MATERIAL SUPPLIED.
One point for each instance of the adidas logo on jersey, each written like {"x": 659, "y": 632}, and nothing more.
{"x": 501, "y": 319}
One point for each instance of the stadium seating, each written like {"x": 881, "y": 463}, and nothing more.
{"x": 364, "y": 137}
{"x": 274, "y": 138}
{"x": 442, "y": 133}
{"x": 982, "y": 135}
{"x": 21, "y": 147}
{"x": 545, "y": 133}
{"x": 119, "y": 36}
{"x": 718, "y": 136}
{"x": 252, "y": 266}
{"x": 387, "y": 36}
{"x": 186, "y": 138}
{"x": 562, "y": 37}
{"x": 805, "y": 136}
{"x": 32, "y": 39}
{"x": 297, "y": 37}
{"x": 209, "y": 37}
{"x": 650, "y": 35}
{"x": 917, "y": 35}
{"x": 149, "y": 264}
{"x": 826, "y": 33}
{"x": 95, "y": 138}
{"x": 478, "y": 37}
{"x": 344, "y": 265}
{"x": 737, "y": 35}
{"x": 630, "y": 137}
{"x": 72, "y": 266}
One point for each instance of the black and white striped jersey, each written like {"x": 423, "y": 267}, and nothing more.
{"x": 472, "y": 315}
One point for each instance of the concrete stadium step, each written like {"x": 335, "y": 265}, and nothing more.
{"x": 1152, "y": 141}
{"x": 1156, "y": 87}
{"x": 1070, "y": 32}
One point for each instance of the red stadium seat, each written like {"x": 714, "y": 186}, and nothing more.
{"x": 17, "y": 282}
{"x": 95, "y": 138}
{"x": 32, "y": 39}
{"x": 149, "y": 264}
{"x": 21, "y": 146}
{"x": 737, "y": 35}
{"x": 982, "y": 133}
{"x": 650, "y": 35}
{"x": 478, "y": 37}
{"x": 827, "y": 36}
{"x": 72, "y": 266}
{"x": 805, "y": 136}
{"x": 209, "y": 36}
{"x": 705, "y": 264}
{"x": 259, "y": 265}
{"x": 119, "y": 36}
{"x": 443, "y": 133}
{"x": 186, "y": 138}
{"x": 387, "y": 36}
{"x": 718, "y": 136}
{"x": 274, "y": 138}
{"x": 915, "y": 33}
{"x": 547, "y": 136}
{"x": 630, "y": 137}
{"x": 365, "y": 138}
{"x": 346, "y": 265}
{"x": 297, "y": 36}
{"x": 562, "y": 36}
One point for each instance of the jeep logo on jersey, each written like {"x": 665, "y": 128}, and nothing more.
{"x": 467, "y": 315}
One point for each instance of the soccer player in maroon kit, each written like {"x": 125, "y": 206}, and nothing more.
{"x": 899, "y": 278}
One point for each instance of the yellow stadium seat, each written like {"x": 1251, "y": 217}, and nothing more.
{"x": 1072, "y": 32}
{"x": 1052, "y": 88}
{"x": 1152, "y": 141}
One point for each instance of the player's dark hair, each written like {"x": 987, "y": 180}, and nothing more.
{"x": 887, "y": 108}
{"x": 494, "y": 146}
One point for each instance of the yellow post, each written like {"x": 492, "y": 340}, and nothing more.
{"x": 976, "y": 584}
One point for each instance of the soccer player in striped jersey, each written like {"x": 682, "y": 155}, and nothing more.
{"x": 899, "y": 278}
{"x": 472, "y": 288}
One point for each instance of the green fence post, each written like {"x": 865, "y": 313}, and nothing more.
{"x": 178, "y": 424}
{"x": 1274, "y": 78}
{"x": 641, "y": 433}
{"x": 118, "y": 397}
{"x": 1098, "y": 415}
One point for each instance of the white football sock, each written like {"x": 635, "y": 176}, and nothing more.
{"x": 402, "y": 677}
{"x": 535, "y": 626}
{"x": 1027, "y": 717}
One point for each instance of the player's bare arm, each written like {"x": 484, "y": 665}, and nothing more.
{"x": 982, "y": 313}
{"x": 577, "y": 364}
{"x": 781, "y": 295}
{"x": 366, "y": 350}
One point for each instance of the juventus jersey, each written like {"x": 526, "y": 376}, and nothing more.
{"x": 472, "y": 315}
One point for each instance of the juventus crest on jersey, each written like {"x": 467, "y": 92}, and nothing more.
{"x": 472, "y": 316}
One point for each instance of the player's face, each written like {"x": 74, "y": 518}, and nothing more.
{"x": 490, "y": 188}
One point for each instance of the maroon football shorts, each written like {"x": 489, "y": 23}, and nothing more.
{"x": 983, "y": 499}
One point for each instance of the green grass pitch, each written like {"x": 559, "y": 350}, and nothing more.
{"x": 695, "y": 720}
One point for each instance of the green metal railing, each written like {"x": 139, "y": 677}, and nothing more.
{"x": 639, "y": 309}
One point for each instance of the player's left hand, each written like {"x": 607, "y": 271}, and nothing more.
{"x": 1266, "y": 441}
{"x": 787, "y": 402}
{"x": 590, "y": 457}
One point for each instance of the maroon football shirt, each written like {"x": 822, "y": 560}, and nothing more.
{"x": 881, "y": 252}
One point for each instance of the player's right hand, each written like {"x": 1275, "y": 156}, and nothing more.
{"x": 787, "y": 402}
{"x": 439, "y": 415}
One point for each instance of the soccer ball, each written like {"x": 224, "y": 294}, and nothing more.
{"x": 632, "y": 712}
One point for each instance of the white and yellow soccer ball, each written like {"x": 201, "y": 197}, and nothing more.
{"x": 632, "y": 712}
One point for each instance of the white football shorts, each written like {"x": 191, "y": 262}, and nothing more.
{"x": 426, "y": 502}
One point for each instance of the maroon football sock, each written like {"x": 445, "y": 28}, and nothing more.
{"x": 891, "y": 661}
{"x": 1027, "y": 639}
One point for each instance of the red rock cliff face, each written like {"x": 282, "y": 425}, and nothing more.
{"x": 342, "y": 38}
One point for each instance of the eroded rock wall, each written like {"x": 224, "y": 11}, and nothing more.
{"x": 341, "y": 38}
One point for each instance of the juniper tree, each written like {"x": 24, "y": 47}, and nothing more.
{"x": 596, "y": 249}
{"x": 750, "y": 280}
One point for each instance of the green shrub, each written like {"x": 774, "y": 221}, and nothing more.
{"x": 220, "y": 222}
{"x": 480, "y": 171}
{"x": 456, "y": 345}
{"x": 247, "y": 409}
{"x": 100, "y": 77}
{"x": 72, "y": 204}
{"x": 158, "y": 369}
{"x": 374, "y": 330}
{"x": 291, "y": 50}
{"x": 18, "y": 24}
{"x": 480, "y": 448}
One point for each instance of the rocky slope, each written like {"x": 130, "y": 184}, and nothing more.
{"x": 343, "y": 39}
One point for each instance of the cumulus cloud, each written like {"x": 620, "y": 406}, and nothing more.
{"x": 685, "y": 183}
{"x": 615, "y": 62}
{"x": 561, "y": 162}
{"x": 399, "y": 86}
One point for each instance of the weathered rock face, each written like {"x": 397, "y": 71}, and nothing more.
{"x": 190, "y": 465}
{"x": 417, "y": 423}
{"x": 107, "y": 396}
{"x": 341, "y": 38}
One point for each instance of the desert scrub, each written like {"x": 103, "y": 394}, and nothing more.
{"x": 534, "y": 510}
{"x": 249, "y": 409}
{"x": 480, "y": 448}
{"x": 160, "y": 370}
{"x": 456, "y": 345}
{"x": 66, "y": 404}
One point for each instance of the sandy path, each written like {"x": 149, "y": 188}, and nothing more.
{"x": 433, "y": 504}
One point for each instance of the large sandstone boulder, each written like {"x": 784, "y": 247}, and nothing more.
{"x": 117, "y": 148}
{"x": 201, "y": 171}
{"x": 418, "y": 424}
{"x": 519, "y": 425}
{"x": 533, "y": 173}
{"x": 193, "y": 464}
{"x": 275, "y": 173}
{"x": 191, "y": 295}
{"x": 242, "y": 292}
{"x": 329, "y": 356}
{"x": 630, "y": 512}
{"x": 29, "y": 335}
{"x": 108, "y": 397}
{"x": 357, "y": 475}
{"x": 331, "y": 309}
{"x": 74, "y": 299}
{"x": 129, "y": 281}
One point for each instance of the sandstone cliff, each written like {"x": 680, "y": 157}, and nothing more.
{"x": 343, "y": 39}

PROBLEM DESCRIPTION.
Retype exactly, please, each line from the line that contains "One point for each instance of the green shrub, each" through the last line of the entries above, with nothing added.

EXERCISE OUTPUT.
One point for each instance of the green shrub, each written like {"x": 774, "y": 221}, and nothing more.
{"x": 220, "y": 222}
{"x": 480, "y": 171}
{"x": 456, "y": 345}
{"x": 247, "y": 409}
{"x": 100, "y": 77}
{"x": 72, "y": 204}
{"x": 158, "y": 369}
{"x": 374, "y": 330}
{"x": 291, "y": 50}
{"x": 18, "y": 24}
{"x": 480, "y": 448}
One point for each instance of the rocky slope, each written like {"x": 130, "y": 184}, and nothing more.
{"x": 343, "y": 39}
One point for each instance of the cumulus cloud, each written like {"x": 620, "y": 406}, and nothing more.
{"x": 685, "y": 183}
{"x": 615, "y": 62}
{"x": 561, "y": 162}
{"x": 399, "y": 86}
One point for each instance of the weathered rock face, each written like {"x": 397, "y": 71}, and nothing more.
{"x": 190, "y": 465}
{"x": 417, "y": 423}
{"x": 107, "y": 396}
{"x": 341, "y": 38}
One point for each instance of the desert scrub, each written like {"x": 103, "y": 394}, and nothing more.
{"x": 534, "y": 510}
{"x": 249, "y": 409}
{"x": 480, "y": 448}
{"x": 160, "y": 370}
{"x": 456, "y": 345}
{"x": 66, "y": 404}
One point for each instance of the sandy path, each written like {"x": 149, "y": 188}, and nothing more.
{"x": 433, "y": 504}
One point for each instance of the large sandstone boulder, each written like {"x": 784, "y": 247}, and nothing more.
{"x": 117, "y": 148}
{"x": 201, "y": 171}
{"x": 418, "y": 424}
{"x": 519, "y": 425}
{"x": 533, "y": 173}
{"x": 193, "y": 464}
{"x": 275, "y": 173}
{"x": 191, "y": 295}
{"x": 242, "y": 292}
{"x": 329, "y": 356}
{"x": 630, "y": 512}
{"x": 29, "y": 335}
{"x": 108, "y": 397}
{"x": 357, "y": 475}
{"x": 331, "y": 309}
{"x": 74, "y": 299}
{"x": 129, "y": 281}
One point for each instance of the sandstone cliff, each written like {"x": 680, "y": 157}, and nothing more.
{"x": 343, "y": 39}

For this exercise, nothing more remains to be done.